#### EXCERPTED TEXT

Nitrocore24 is the protein supplement I take the most. Most people forget about the other aspect of building muscle, which is to retain what you already have ... in other words stopping protein breakdown. This is why Nitrocore24 with its perfect blend of different proteins such as micellar casein, milk protein isolate, whey protein concentrate, whey protein isolate is an excellent choice in my opinion.
The advantage of whey is the speed of digestion at 8-to-10 grams per hour. Casein is a slower-digesting form of protein at about 6 grams per hour which also has advantages of long-term utilization.
Whey has a higher BCAA content while Casein has higher glutamine content. This does not mean one is better; rather they compliment one another. Whey, with its higher rate of digestion and higher BCAA content, is best-suited for protein synthesis (muscle building) and Casein, with its slower rate of absorption, is awesome at stopping protein breakdown. This is why I take a protein blend like Nitrcore24 right after my workout.

########
#### ENTRIES SHOWN

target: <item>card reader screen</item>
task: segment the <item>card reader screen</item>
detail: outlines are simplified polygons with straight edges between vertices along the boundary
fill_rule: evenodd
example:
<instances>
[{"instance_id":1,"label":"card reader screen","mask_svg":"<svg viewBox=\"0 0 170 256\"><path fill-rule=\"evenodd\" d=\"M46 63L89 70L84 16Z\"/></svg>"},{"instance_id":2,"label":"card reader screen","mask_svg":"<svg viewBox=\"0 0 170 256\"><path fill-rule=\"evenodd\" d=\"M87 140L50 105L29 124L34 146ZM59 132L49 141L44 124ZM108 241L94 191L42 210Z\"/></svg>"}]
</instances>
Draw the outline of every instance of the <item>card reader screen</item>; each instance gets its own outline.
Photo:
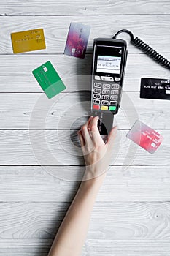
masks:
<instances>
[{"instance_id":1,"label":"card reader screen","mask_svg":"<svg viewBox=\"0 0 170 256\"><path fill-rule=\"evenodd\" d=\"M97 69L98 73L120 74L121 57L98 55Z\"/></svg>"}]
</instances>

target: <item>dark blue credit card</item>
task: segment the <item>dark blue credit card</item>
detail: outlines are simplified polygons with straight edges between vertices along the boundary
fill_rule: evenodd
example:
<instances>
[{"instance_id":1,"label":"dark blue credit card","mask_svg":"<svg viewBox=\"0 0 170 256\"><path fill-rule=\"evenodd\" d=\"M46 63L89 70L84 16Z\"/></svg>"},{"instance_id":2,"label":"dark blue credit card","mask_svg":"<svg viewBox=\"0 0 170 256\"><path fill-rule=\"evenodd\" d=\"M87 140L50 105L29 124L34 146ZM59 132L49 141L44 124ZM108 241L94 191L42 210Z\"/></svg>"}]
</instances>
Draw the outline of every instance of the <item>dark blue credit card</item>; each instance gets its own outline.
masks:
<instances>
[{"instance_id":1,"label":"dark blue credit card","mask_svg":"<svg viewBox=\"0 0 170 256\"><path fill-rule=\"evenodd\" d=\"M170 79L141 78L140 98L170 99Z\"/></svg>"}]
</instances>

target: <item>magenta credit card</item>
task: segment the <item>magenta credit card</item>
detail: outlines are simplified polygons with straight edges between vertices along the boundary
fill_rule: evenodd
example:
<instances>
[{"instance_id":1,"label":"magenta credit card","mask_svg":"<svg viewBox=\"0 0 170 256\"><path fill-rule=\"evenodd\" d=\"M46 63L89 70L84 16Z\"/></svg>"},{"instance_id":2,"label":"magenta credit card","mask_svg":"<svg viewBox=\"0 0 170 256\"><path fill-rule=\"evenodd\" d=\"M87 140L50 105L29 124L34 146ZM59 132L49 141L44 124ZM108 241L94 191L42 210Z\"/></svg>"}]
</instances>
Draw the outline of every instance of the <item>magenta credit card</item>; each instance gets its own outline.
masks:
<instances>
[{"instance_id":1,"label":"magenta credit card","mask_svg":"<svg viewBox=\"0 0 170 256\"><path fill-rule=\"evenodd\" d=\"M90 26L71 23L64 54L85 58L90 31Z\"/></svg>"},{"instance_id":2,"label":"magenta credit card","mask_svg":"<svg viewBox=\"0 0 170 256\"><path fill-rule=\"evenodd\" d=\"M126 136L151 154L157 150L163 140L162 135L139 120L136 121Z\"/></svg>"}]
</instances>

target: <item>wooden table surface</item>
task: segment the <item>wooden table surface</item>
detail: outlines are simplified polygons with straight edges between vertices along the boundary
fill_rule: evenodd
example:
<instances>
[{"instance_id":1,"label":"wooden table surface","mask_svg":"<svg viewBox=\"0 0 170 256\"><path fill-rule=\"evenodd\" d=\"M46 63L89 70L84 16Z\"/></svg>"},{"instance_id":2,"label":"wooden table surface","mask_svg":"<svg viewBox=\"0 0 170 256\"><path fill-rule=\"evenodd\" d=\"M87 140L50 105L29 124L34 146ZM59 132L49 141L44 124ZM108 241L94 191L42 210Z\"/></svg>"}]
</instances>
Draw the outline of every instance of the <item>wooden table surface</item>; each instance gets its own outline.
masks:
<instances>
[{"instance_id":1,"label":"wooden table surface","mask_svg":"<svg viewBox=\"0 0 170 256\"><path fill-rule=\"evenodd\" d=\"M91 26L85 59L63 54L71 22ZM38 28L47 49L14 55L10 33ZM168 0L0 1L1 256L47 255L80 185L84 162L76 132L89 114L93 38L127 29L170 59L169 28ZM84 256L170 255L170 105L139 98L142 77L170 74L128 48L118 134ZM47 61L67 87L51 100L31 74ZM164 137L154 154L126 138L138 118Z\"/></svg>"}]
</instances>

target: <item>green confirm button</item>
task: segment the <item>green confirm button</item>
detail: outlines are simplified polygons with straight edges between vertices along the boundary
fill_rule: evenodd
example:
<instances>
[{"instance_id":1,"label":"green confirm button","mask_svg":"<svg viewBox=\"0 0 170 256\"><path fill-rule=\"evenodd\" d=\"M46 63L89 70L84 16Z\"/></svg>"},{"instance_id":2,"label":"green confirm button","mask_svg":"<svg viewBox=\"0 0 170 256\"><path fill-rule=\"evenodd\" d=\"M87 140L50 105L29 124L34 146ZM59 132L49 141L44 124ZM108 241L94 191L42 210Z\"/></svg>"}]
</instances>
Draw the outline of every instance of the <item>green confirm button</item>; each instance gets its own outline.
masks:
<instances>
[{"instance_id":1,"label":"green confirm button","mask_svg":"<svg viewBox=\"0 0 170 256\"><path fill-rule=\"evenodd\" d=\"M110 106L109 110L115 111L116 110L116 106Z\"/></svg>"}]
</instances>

########

- ACTIVITIES -
• a. In the supplement text, can you rename "protein breakdown" to "muscle breakdown" and give the passage from "Nitrocore24 is the" up to and including "of long-term utilization."?
• b. Answer these questions from the supplement text:
(i) How fast does whey digest, in grams per hour?
(ii) Which protein has the higher glutamine content?
(iii) Which proteins make up the Nitrocore24 blend?
The material has no connection to the supplement text.

- ANSWERS TO THE PROBLEMS -
• a.
Nitrocore24 is the protein supplement I take the most. Most people forget about the other aspect of building muscle, which is to retain what you already have ... in other words stopping muscle breakdown. This is why Nitrocore24 with its perfect blend of different proteins such as micellar casein, milk protein isolate, whey protein concentrate, whey protein isolate is an excellent choice in my opinion.
The advantage of whey is the speed of digestion at 8-to-10 grams per hour. Casein is a slower-digesting form of protein at about 6 grams per hour which also has advantages of long-term utilization.

• b.
(i) 8 to 10 grams per hour.
(ii) Casein.
(iii) Micellar casein, milk protein isolate, whey protein concentrate and whey protein isolate.